- EXCERPTED TEXT -
** begin **
Tuesday, May 29, 2007

Blogus interruptus

I am discontinuing this blog. I would like to thank all those who visited and commented during the last 2 years. I will continue to visit yours.

Saturday, May 26, 2007

Take action: Jazztel

While in Shanghai this week, I continued to keep in touch, as usual, with what happens in my dear Catalonia. I read in e-noticies a piece of news that described the policies of the telecommunication company Jazztel. Apparently this company only accepts communications in Spanish even though is sells products and services in the Catalan speaking territories of Spain where Catalan is the official language.I am not surprised that Jazztel tries to get away with it. Companies hate diversity, “one size fits all” is the best methodology to reduce cost. Customization and localization cost money even if you have embedded DFD (design for diversity) in your design process. But market forces are able to counterbalance the natural tendency of companies to avoid diversity. My biggest issue is the reaction of some people to Jazztel arrogant position. The worst attitude is the ‘botifleristic” approach. One guy was saying, if by having Catalan customer service I will have to pay more, forget about it. These are the kind of people who have made us lose all battles since the Trastamaras, people who would not move a finger to support their country and that would sell it for personal gain, like Mas with the Estatut (Catalan Constitution), like Carod-Rovira and Montilla with TV3 in Valencia and so on.
** end **
- SUPPLIED DATA -
** begin **
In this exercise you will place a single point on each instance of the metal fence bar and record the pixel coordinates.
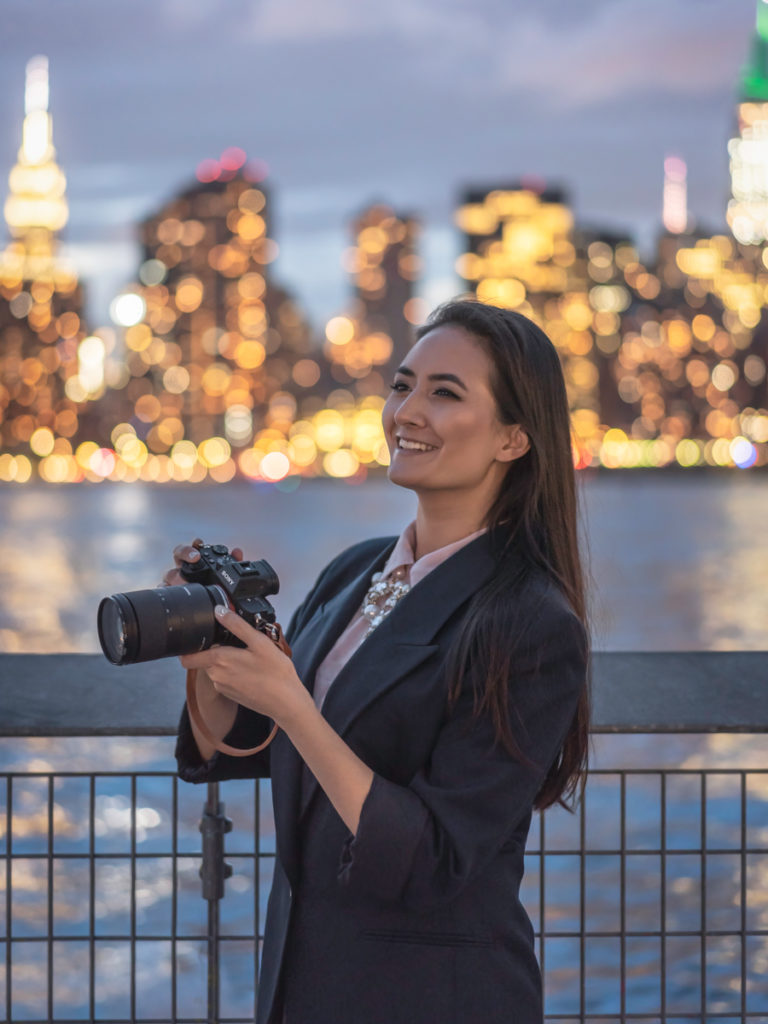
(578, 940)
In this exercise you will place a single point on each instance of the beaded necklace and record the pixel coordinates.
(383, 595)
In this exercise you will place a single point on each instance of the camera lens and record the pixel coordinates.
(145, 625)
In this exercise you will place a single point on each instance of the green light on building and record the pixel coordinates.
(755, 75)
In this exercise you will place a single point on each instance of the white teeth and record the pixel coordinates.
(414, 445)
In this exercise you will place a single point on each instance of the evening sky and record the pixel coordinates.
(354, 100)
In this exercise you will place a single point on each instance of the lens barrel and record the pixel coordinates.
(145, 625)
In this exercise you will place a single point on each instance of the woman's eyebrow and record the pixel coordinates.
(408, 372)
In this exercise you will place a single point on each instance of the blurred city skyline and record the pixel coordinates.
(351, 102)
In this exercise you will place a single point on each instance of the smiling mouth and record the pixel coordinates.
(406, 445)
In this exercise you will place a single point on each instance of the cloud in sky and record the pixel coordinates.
** end **
- SHORT PROBLEM 1 -
Please reproduce a passage from the Jazztel blog posts, starting at "Tuesday, May 29, 2007" and ending at "to visit yours.".
- SHORT PROBLEM 2 -
Answer these questions from the Jazztel blog posts:
(a) For how long does the farewell post say the blog ran?
(b) In which city was the writer during the week of the Jazztel news?
(c) Where did the writer read the news about Jazztel?
- SHORT PROBLEM 3 -
Continue the Jazztel blog posts from their last sentence.

- EXERCISE OUTPUT 1 -
Tuesday, May 29, 2007

Blogus interruptus

I am discontinuing this blog. I would like to thank all those who visited and commented during the last 2 years. I will continue to visit yours.

- EXERCISE OUTPUT 2 -
(a) The last 2 years
(b) Shanghai
(c) e-noticies

- EXERCISE OUTPUT 3 -
Let me tell you, if the vast majority of Catalans wanted products and services in Catalan we would have them, the applicable techniques: solidarity, perseveration and market economy.
Let me explain you how this would work for Jazztel. All Catalans or at least the 60%-70% who care about their language, should stop using Jazztel and switch to a carrier where service is offered in Catalan (preferably in Catalan, Spanish and English, my trilingual dream), even if it is more expensive. After a few weeks, the market share of Jazztel in Catalonia, the most affluent area in the country, would be so low that they would put together a taskforce to try to reverse the trend. After analyzing the exit interviews, they would conclude that the solution was an aggressive marketing campaign in Catalan with attractive prices and the set-up of a call center in Catalonia to serve the customers in Catalan.In order to maintain the margins in Spain, they would be forced to go for a second round of outsourcing and move more jobs from Spain to Argentina. A few months ago, Jazztel shut down the call center in Galicia and moved it to Argentina (que bueno que chamaste), read it here and here.
Conclusion, in a few months, we would have Jazztel in Catalan, we would have created jobs in Catalonia (pretty difficult to outsource, maybe to Valencia, Andorra or L’Alguer) and it would have cost us close to nothing.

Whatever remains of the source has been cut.